Task prompt: Output every line of the records below as a JSON array of strings, with one string per line and blank lines omitted.

--------

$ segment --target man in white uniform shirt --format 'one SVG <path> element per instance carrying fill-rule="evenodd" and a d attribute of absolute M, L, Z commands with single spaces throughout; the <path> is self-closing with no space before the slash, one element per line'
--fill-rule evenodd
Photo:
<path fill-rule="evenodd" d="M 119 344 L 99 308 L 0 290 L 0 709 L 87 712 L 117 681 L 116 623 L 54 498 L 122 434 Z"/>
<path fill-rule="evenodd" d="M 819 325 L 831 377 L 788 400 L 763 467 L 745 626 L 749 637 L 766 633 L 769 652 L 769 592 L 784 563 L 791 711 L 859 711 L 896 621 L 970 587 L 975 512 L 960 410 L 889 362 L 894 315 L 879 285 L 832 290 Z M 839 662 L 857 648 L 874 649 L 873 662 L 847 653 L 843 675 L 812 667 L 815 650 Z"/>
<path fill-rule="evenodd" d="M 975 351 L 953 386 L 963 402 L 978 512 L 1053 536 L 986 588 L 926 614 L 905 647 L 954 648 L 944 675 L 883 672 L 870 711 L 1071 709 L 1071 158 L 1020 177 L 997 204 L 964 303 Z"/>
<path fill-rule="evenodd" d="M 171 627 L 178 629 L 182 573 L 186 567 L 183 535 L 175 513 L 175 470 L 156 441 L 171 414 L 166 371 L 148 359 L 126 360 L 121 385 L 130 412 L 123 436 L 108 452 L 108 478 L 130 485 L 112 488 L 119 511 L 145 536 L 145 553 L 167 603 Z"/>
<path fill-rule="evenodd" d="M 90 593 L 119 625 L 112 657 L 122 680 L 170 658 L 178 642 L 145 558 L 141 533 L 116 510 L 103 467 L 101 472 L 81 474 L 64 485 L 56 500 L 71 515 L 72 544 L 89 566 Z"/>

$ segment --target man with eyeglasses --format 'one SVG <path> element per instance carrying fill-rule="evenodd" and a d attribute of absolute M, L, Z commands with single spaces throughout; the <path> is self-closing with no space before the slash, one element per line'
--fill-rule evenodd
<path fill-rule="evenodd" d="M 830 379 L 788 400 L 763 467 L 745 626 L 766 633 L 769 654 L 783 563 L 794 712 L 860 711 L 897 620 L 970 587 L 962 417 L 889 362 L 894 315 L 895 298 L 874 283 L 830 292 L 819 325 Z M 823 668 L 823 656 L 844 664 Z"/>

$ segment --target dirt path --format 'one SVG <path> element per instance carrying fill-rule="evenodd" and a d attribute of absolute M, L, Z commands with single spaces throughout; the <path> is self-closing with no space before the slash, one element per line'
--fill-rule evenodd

--------

Exercise solution:
[
  "$ segment --target man in white uniform shirt --format 'one SVG <path> element per instance carrying fill-rule=\"evenodd\" and a d attribute of absolute M, L, Z commands with single spaces throughout; the <path> is self-closing with no space before the slash, one element per line'",
  "--fill-rule evenodd",
  "Photo:",
  "<path fill-rule=\"evenodd\" d=\"M 119 344 L 99 308 L 0 290 L 0 709 L 87 712 L 117 681 L 116 623 L 54 498 L 122 434 Z\"/>",
  "<path fill-rule=\"evenodd\" d=\"M 819 325 L 831 377 L 788 400 L 763 467 L 745 626 L 749 637 L 766 633 L 769 652 L 769 592 L 784 563 L 791 711 L 859 711 L 896 621 L 970 587 L 975 512 L 960 410 L 889 362 L 894 315 L 879 285 L 832 290 Z M 839 662 L 857 648 L 874 649 L 873 662 L 847 653 L 843 675 L 812 667 L 815 650 Z\"/>",
  "<path fill-rule=\"evenodd\" d=\"M 975 351 L 953 386 L 963 402 L 978 512 L 1053 536 L 986 588 L 926 614 L 905 647 L 954 648 L 944 675 L 883 672 L 870 711 L 1071 709 L 1071 158 L 1020 177 L 997 204 L 964 303 Z\"/>",
  "<path fill-rule=\"evenodd\" d=\"M 171 627 L 178 629 L 182 573 L 186 567 L 183 535 L 175 513 L 175 470 L 156 441 L 171 414 L 166 371 L 148 359 L 126 360 L 121 385 L 130 412 L 123 436 L 108 452 L 108 478 L 130 485 L 112 488 L 119 511 L 145 536 L 145 553 L 167 603 Z\"/>",
  "<path fill-rule=\"evenodd\" d=\"M 90 593 L 119 625 L 112 657 L 122 680 L 170 658 L 178 642 L 145 558 L 141 533 L 116 510 L 103 467 L 101 472 L 81 474 L 64 485 L 56 500 L 71 515 L 72 544 L 89 566 Z\"/>",
  "$ segment --target man with eyeglasses --format 'one SVG <path> element per instance carrying fill-rule=\"evenodd\" and a d attribute of absolute M, L, Z commands with single spaces throughout; the <path> is self-closing with no space before the slash, one element per line'",
  "--fill-rule evenodd",
  "<path fill-rule=\"evenodd\" d=\"M 830 379 L 788 400 L 763 467 L 745 626 L 766 633 L 769 654 L 783 563 L 794 712 L 860 711 L 897 620 L 970 587 L 962 417 L 889 362 L 894 315 L 895 298 L 874 283 L 830 292 L 819 325 Z M 823 668 L 823 656 L 844 664 Z\"/>",
  "$ segment --target dirt path --format 'one SVG <path> element per instance carrying fill-rule=\"evenodd\" and a d attribute of absolute M, L, Z commands with single spaces throughout; the <path> is self-closing with no space before the slash, one element per line'",
  "--fill-rule evenodd"
]